### [WRITTEN PROBLEM]
Quote the whole listing word for word, please.

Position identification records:
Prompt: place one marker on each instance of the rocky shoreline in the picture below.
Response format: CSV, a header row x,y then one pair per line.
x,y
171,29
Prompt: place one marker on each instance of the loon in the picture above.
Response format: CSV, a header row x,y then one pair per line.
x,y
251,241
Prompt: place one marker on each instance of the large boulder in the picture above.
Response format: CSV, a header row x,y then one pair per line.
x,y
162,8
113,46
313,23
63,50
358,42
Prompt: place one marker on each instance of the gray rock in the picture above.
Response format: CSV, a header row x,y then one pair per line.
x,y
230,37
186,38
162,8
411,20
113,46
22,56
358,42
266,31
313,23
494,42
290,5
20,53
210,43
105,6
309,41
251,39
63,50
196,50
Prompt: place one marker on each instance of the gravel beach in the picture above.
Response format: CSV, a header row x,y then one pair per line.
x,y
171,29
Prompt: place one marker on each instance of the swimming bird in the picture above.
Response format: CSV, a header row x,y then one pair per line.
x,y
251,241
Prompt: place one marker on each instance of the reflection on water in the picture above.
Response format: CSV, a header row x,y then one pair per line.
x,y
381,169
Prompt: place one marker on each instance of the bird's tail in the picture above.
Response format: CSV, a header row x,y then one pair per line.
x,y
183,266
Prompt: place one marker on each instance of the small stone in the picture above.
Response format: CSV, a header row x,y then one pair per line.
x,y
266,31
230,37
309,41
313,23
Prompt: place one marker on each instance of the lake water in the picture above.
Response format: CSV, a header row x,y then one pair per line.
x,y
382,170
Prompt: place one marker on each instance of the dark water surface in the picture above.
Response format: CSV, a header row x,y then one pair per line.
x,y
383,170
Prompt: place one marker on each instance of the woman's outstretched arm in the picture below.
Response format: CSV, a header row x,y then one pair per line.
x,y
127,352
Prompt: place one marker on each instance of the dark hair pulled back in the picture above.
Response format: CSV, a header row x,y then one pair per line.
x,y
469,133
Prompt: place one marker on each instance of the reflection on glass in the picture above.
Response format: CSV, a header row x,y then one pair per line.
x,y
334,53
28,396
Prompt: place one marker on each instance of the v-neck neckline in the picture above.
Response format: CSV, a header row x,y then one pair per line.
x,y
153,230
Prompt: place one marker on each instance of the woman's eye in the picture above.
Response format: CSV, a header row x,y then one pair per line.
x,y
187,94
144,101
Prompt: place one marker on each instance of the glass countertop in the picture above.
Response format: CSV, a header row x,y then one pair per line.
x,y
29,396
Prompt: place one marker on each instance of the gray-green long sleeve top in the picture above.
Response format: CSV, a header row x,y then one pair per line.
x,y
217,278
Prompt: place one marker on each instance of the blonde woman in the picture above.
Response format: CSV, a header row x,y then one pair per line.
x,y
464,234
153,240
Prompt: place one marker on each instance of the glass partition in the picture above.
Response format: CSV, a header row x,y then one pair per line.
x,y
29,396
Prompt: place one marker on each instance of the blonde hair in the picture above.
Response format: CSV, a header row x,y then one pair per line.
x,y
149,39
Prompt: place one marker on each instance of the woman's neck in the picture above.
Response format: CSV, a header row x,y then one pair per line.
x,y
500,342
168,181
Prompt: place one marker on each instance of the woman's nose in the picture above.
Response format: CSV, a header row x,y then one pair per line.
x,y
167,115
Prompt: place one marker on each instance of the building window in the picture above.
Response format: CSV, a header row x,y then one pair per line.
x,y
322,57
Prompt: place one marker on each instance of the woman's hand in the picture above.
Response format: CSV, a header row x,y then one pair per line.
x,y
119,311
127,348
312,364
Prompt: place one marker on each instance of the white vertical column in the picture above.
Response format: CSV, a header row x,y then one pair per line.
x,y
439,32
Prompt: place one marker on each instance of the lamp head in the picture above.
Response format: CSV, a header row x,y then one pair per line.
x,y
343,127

### [WRITTEN REPLY]
Prompt: place one marker on each instance of the rocky shoreline in the picture below.
Response format: CSV, a header row x,y then one pair per line.
x,y
171,29
Prompt: place one marker on each instance of the loon in the picture above.
Response format: CSV, a header row x,y then one pair per line.
x,y
251,241
Prompt: place one marker on each instance of the large boulder in the picture above.
Response format: CSV, a header row x,y then one pair per line.
x,y
162,8
113,46
313,23
63,50
358,42
Prompt: place one marker on each instance of the gray rock in the picture above.
Response format: CSV, a header row x,y then one pair per line.
x,y
230,37
186,38
162,8
411,20
113,46
22,56
358,42
266,31
313,23
494,42
290,5
20,53
210,43
105,6
309,41
251,39
63,50
196,50
Prompt: place one marker on each instance of the gravel beach in the picture above.
Response format: CSV, a header row x,y then one pair per line.
x,y
171,29
Prompt: place one marker on each instance of the swimming bird in the picture above.
Response format: CSV, a header row x,y then one pair per line.
x,y
251,241
Prompt: place one marker on each instance of the reflection on water in the picture above.
Response format: CSV, a header row x,y then one pair per line.
x,y
381,169
Prompt: place one marker on each instance of the bird's tail in the picture above.
Response format: CSV, a header row x,y then one pair per line.
x,y
183,266
Prompt: place one marker on each instance of the small stone in the picture above.
Response format: CSV, a header row x,y then one pair per line.
x,y
266,31
230,37
309,41
313,23
Prompt: place one marker on each instance of the lake water in the picture above.
Response format: CSV, a header row x,y then one pair per line.
x,y
382,170
Prompt: place one marker on each instance of the dark water surface in the picture above.
Response format: CSV, a header row x,y then one pair per line.
x,y
383,170
Prompt: place one marker on each instance of the woman's outstretched arm in the picture below.
Response format: CSV, a header row x,y then one pair per line.
x,y
127,352
Prompt: place one marker on each instance of the dark hair pulled back in the picture above.
Response format: CSV, a header row x,y then one pair per line.
x,y
469,133
Prompt: place one marker on each instance of the reflection on glass in the picture above.
Response format: CSV, a header row x,y then one pair per line.
x,y
334,53
28,396
Prompt: place one marker on each instance of the v-neck neckline in the picture above.
Response format: CSV, a header row x,y then one pair per line.
x,y
153,230
Prompt: place one marker on each instance of the woman's eye in the picture above.
Response format: CSV, a header row x,y then one pair per line.
x,y
187,94
144,101
Prompt: place one marker on each instance of the glass countertop in the picture above.
Response format: CSV, a header row x,y then one pair per line.
x,y
29,396
Prompt: place one marker on each instance of the gray-green long sleeve top in the picture above.
Response format: CSV, a header row x,y then one pair per line.
x,y
217,278
Prompt: place one marker on each instance of the blonde woman in the picture above.
Response format: CSV, a header row x,y then one pair per line.
x,y
464,234
153,240
Prompt: place one marker on each instance of the glass partition in the picture above.
Response format: CSV, a header row x,y then one pair per line.
x,y
29,396
Prompt: place one marker on each instance of the blonde hair in the picture above.
Response format: CSV, a header row x,y then one pair per line.
x,y
149,39
Prompt: place one marker on each instance of the woman's neck in the picture above.
Response format: CSV, a header row x,y then one pair per line.
x,y
500,342
168,181
Prompt: place one marker on each instance of the woman's nose in the picture above.
Response format: CSV, a header row x,y then one pair per line.
x,y
167,115
Prompt: place one marker on each instance of the building window in the picture above.
Response format: CSV, a header row x,y then one pair per line.
x,y
322,57
Prompt: place one marker on each instance of the woman's hand in the picture above.
Response format: CSV, a header row x,y then one pair per line.
x,y
119,311
127,348
312,364
Prompt: place one marker on each instance of the white vertical column in the picture above.
Response format: CSV, a header row x,y then one pair per line.
x,y
439,32
Prompt: place one marker on each instance of the lamp head in the picture above.
Response format: CSV, a header row x,y then one pair per line.
x,y
343,127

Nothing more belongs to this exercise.